---------- RECORDS
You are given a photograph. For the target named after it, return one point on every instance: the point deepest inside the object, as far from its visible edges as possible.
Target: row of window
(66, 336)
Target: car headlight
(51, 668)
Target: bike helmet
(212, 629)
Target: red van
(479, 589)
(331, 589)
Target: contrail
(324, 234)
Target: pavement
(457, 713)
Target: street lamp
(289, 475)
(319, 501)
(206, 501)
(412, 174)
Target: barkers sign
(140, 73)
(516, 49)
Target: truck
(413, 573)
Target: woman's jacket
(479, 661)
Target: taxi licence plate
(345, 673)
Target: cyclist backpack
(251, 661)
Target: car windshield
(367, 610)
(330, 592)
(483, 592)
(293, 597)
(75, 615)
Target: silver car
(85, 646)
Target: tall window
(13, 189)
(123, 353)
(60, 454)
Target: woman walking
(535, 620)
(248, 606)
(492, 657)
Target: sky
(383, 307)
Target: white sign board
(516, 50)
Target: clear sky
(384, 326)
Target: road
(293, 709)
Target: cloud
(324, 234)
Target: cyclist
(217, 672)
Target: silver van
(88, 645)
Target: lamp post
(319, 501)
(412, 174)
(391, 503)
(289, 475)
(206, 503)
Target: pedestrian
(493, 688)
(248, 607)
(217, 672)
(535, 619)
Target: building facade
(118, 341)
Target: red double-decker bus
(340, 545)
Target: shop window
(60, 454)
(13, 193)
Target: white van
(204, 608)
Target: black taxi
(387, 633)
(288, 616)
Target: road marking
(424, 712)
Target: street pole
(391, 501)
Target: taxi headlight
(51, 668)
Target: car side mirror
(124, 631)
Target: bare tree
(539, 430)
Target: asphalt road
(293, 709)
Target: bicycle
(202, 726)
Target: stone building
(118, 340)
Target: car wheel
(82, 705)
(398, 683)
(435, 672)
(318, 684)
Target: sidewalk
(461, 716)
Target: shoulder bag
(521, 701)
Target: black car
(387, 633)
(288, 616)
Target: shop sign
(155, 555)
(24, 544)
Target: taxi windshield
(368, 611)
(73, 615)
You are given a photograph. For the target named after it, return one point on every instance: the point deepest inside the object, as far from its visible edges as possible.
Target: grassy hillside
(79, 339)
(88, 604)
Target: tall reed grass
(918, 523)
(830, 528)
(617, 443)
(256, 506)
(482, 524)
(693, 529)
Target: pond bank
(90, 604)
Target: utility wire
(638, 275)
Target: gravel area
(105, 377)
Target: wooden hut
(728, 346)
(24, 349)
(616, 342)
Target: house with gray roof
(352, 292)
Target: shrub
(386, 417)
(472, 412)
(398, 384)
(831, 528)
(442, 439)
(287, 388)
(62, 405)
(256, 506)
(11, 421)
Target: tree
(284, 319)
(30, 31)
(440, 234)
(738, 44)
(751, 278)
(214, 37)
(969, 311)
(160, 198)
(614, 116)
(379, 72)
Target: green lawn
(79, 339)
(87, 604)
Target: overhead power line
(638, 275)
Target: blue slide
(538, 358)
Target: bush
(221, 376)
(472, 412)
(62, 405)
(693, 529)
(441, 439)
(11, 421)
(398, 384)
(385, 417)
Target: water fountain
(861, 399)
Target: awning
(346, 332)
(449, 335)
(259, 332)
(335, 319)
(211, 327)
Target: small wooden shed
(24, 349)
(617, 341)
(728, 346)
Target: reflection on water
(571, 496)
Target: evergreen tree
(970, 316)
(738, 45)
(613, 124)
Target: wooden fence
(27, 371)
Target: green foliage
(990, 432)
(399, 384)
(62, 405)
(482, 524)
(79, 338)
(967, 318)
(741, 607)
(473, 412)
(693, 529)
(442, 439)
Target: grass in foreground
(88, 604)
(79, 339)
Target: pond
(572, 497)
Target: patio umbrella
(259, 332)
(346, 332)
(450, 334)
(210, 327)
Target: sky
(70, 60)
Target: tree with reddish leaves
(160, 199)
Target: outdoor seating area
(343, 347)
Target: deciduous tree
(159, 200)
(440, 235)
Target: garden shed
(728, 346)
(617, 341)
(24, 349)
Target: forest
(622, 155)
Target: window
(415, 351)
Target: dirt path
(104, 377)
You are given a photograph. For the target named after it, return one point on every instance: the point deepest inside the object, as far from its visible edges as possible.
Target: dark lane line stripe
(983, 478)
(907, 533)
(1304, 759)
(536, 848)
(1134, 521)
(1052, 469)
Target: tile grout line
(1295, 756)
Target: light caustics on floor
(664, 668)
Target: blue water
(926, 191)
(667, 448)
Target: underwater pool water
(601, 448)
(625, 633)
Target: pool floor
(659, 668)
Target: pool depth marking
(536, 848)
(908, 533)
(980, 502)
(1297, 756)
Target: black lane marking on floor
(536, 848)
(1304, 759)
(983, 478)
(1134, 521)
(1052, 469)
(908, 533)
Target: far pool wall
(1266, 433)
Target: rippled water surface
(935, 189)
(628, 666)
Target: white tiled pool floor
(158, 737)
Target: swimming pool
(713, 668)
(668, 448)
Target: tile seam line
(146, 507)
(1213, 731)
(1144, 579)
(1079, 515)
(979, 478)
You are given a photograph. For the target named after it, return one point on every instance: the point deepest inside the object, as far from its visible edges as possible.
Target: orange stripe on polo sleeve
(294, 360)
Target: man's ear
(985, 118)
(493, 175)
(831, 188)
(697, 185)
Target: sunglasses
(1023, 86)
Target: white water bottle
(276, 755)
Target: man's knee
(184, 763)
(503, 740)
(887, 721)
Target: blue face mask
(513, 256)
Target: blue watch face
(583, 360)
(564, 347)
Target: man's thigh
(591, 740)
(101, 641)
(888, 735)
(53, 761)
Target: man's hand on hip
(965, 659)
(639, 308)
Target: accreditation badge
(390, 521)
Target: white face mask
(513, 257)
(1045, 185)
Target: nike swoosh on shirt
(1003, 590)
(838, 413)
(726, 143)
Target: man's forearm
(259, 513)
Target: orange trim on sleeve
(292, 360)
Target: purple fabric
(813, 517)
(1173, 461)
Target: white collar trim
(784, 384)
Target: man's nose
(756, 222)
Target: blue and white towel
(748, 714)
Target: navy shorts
--------------------
Your answer should be the full set of records above, restated exactly.

You are given a photograph. For the target named after it, return one point on every instance: the point deepest inside the object, as far from its visible edges as possible.
Target: row of window
(66, 336)
Target: car headlight
(51, 668)
Target: bike helmet
(212, 629)
Target: red van
(479, 589)
(331, 589)
Target: contrail
(324, 234)
Target: pavement
(457, 713)
Target: street lamp
(289, 475)
(319, 501)
(206, 501)
(412, 174)
Target: barkers sign
(140, 73)
(516, 49)
Target: truck
(413, 573)
Target: woman's jacket
(479, 661)
Target: taxi licence plate
(345, 673)
Target: cyclist backpack
(251, 661)
Target: car windshield
(367, 610)
(330, 592)
(483, 592)
(293, 597)
(75, 615)
Target: silver car
(85, 646)
Target: tall window
(13, 189)
(123, 353)
(60, 454)
Target: woman walking
(535, 620)
(248, 606)
(492, 657)
Target: sky
(383, 307)
Target: white sign board
(516, 50)
Target: clear sky
(384, 326)
Target: road
(293, 709)
Target: cloud
(324, 234)
Target: cyclist
(217, 672)
Target: silver van
(88, 645)
Target: lamp post
(319, 501)
(412, 174)
(391, 503)
(289, 475)
(206, 503)
Target: pedestrian
(493, 688)
(248, 607)
(217, 672)
(535, 619)
Target: building facade
(118, 341)
Target: red double-decker bus
(340, 545)
Target: shop window
(60, 454)
(13, 193)
Target: white van
(204, 608)
Target: black taxi
(387, 633)
(288, 616)
Target: road marking
(424, 712)
Target: street pole
(391, 501)
Target: taxi headlight
(51, 668)
Target: car side mirror
(124, 631)
Target: bare tree
(539, 430)
Target: asphalt road
(293, 709)
Target: bicycle
(202, 726)
Target: stone building
(118, 340)
Target: car wheel
(82, 705)
(398, 683)
(435, 672)
(318, 684)
Target: sidewalk
(461, 716)
Target: shoulder bag
(521, 701)
Target: black car
(387, 633)
(288, 616)
Target: shop sign
(155, 555)
(24, 544)
Target: taxi windshield
(368, 611)
(73, 615)
You are given a photograph. For the target named after it, return one point on every instance: the point deepest inside the object, as far from its visible edges as possible.
Target: grassy hillside
(79, 339)
(88, 604)
Target: tall reed grass
(918, 523)
(830, 528)
(617, 443)
(256, 506)
(482, 524)
(693, 529)
Target: pond bank
(90, 604)
Target: utility wire
(638, 275)
Target: gravel area
(105, 377)
Target: wooden hut
(728, 346)
(24, 349)
(616, 342)
Target: house with gray roof
(352, 292)
Target: shrub
(386, 417)
(472, 412)
(398, 384)
(831, 528)
(442, 439)
(287, 388)
(62, 405)
(256, 506)
(11, 421)
Target: tree
(284, 319)
(30, 31)
(440, 234)
(738, 44)
(751, 278)
(214, 37)
(969, 311)
(160, 198)
(614, 116)
(379, 72)
Target: green lawn
(79, 339)
(87, 604)
Target: overhead power line
(638, 275)
Target: blue slide
(538, 358)
Target: bush
(221, 376)
(472, 412)
(62, 405)
(693, 529)
(441, 439)
(11, 421)
(398, 384)
(385, 417)
Target: water fountain
(861, 399)
Target: awning
(346, 332)
(449, 335)
(259, 332)
(335, 319)
(211, 327)
Target: small wooden shed
(24, 349)
(617, 341)
(728, 346)
Target: reflection on water
(571, 496)
Target: evergreen tree
(970, 316)
(738, 45)
(613, 124)
Target: wooden fence
(27, 371)
Target: green foliage
(990, 432)
(399, 384)
(62, 405)
(482, 524)
(79, 338)
(967, 318)
(741, 607)
(473, 412)
(693, 529)
(442, 439)
Target: grass in foreground
(88, 604)
(79, 339)
Target: pond
(572, 497)
Target: patio umbrella
(259, 332)
(346, 332)
(450, 334)
(210, 327)
Target: sky
(70, 60)
Target: tree with reddish leaves
(160, 199)
Target: outdoor seating area
(343, 347)
Target: deciduous tree
(159, 200)
(440, 235)
Target: garden shed
(728, 346)
(617, 341)
(24, 349)
Target: forest
(622, 155)
Target: window
(415, 351)
Target: dirt path
(104, 377)
You are given a photograph. For the target named after it, return one point on every instance: the point deepest inside the object, as far from its visible edges as possible.
Target: dark lane line stripe
(983, 478)
(907, 533)
(1304, 759)
(536, 848)
(1134, 521)
(1052, 469)
Target: tile grout line
(1295, 756)
Target: light caustics on floor
(664, 668)
Target: blue water
(926, 191)
(667, 448)
Target: underwater pool water
(601, 448)
(625, 633)
Target: pool floor
(659, 668)
Target: pool depth marking
(536, 848)
(908, 533)
(980, 502)
(1297, 756)
Target: black lane marking on floor
(536, 848)
(1304, 759)
(983, 478)
(1134, 521)
(1052, 469)
(908, 533)
Target: far pool wall
(1266, 433)
Target: rippled water surface
(935, 189)
(628, 666)
Target: white tiled pool floor
(158, 737)
Target: swimming pool
(713, 668)
(668, 448)
Target: tile seam line
(146, 507)
(1213, 731)
(1144, 579)
(1079, 515)
(979, 478)
You are given a photograph. For the target named after it, return one point on every instance: the point deepest inside the object, as far from its visible edges as possible.
Target: orange stripe on polo sleeve
(294, 360)
Target: man's ear
(985, 118)
(493, 175)
(831, 188)
(697, 185)
Target: sunglasses
(1023, 86)
Target: white water bottle
(276, 755)
Target: man's knee
(184, 763)
(503, 740)
(887, 721)
Target: blue face mask
(513, 256)
Target: blue watch face
(583, 360)
(564, 347)
Target: man's thigh
(591, 740)
(101, 641)
(888, 735)
(53, 761)
Target: man's hand on hip
(965, 659)
(639, 308)
Target: accreditation badge
(390, 521)
Target: white face mask
(513, 257)
(1045, 185)
Target: nike swoosh on shirt
(1003, 590)
(838, 413)
(726, 143)
Target: man's forearm
(259, 513)
Target: orange trim on sleeve
(292, 360)
Target: purple fabric
(813, 517)
(1173, 461)
Target: white collar trim
(784, 384)
Target: man's nose
(756, 222)
Target: blue and white towel
(748, 714)
Target: navy shorts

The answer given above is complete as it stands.